++++ Trecho ++++

Para demonstrar o alegado exercício de atividade rural, a autora trouxe aos autos cópias dos seguintes documentos, em nome do falecido: ficha cadastral de produtor rural (Sítio Matori / Nova Esperança), com início de atividade em 02/10/2002; nota fiscal de comercialização de produto agrícola (mandioca), com data de 01/08/2006.

As testemunhas ouvidas em Juízo em 11/11/2019 corroboram a prova material apresentada, pois declaram que o falecido exerceu atividade rural tanto em seu sítio quanto em propriedades rurais diversas, como “boia-fria”, até a data do óbito. O depoente Raimundo Santos de Andrade afirmou conhecê-lo desde 2010, e que trabalharam juntos no campo em 2016 e 2017, levados pelo “gato” Fernando Cabral. As outras duas testemunhas afirmaram ter visto com frequência o falecido instituidor se deslocando para o trabalho rural.

O e. Superior Tribunal de Justiça já decidiu que, para a descaracterização da condição de segurado especial rural, o afastamento das lides rurais não pode ser superior ao do período de graça.

Confira-se:

"PROCESSUAL CIVIL. PREVIDENCIÁRIO. DESCARACTERIZAÇÃO DO LABOR EM REGIME DE ECONOMIA FAMILIAR EM RAZÃO DE VÍNCULO DE TRABALHO URBANO. DECISÃO RECORRIDA ESTÁ EM DESCONFORMIDADE COM A JURISPRUDÊNCIA DO SUPERIOR TRIBUNAL.
I - Na origem, trata-se de ação ajuizada contra o Instituto Nacional do Seguro Social - INSS, visando, em síntese, à concessão de aposentadoria por idade rural mediante o reconhecimento de tempo de serviço rural em regime de economia, com efeitos financeiros a contar do requerimento administrativo. Na sentença, julgaram-se improcedentes os pedidos. No Tribunal a quo, a sentença foi reformada para conceder o benefício de aposentadoria por idade rural, a contar da data do requerimento administrativo, observada a prescrição quinquenal.
II - No tocante à descaracterização do labor em regime de economia familiar em razão de vínculo de trabalho urbano, o art. 143 da Lei n. 8.213/1991, ao estabelecer que o tempo de labor rural seria computado, "ainda que de forma descontínua", afasta o entendimento de que esse tempo deveria ser ininterrupto, sem definir, entretanto, qualquer limite temporal para as possíveis interrupções, lacuna normativa que somente foi preenchida por ocasião da alteração promovida pela Lei n. 11.708/2008.

++++ Registros de dados ++++

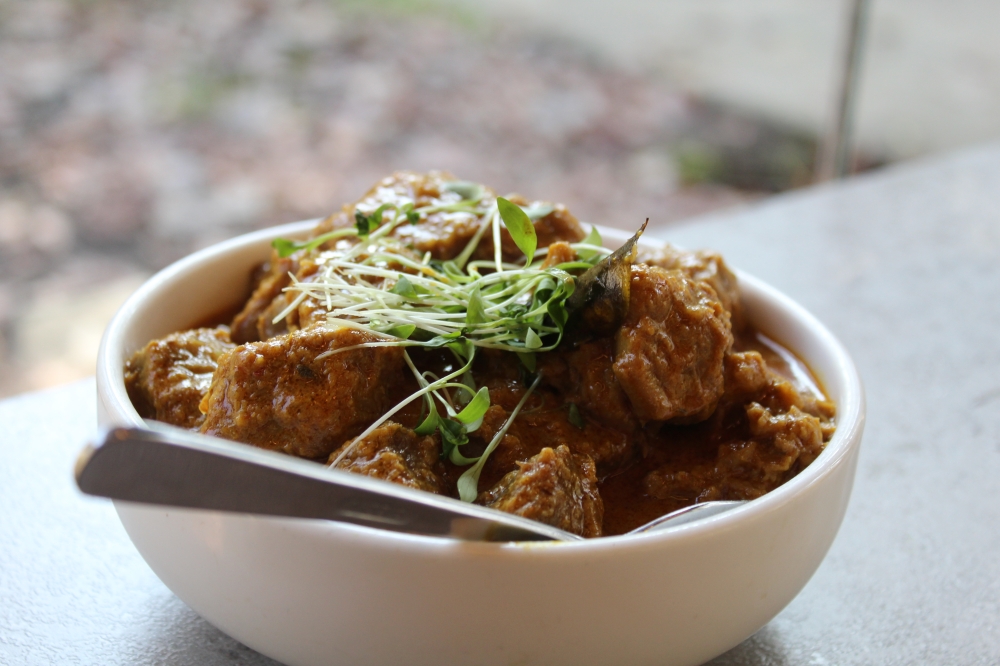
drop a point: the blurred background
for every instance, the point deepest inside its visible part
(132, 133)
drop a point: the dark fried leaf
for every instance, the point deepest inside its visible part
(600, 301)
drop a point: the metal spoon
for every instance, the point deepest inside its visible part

++++
++++ Registros de dados ++++

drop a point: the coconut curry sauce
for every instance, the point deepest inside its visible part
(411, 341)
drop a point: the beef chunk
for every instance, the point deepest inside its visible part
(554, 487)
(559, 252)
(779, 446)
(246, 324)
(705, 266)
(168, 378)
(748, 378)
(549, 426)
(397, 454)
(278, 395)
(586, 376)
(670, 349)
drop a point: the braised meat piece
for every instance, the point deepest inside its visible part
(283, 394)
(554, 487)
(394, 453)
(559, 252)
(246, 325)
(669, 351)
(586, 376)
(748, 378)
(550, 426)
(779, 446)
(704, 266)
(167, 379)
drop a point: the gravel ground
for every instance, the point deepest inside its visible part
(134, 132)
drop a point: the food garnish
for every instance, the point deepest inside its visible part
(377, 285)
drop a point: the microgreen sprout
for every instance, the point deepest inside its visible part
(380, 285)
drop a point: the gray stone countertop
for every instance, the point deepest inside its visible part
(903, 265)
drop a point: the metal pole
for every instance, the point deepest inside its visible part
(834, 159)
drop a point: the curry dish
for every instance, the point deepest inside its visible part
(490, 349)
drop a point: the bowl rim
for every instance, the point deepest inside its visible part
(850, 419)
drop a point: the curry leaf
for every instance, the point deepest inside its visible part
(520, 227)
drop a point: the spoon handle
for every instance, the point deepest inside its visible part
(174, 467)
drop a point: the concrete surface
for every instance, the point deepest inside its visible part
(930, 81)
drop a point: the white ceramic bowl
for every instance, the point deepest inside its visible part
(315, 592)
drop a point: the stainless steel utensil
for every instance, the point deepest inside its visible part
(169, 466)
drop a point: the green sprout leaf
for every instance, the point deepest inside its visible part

++++

Enunciado: Copie do trecho sobre atividade rural, sem nenhuma alteração, a passagem que começa em "II - No tocante" e vai até "Lei n. 11.708/2008.", incluindo essas palavras.

Resposta do exercício:
II - No tocante à descaracterização do labor em regime de economia familiar em razão de vínculo de trabalho urbano, o art. 143 da Lei n. 8.213/1991, ao estabelecer que o tempo de labor rural seria computado, "ainda que de forma descontínua", afasta o entendimento de que esse tempo deveria ser ininterrupto, sem definir, entretanto, qualquer limite temporal para as possíveis interrupções, lacuna normativa que somente foi preenchida por ocasião da alteração promovida pela Lei n. 11.708/2008.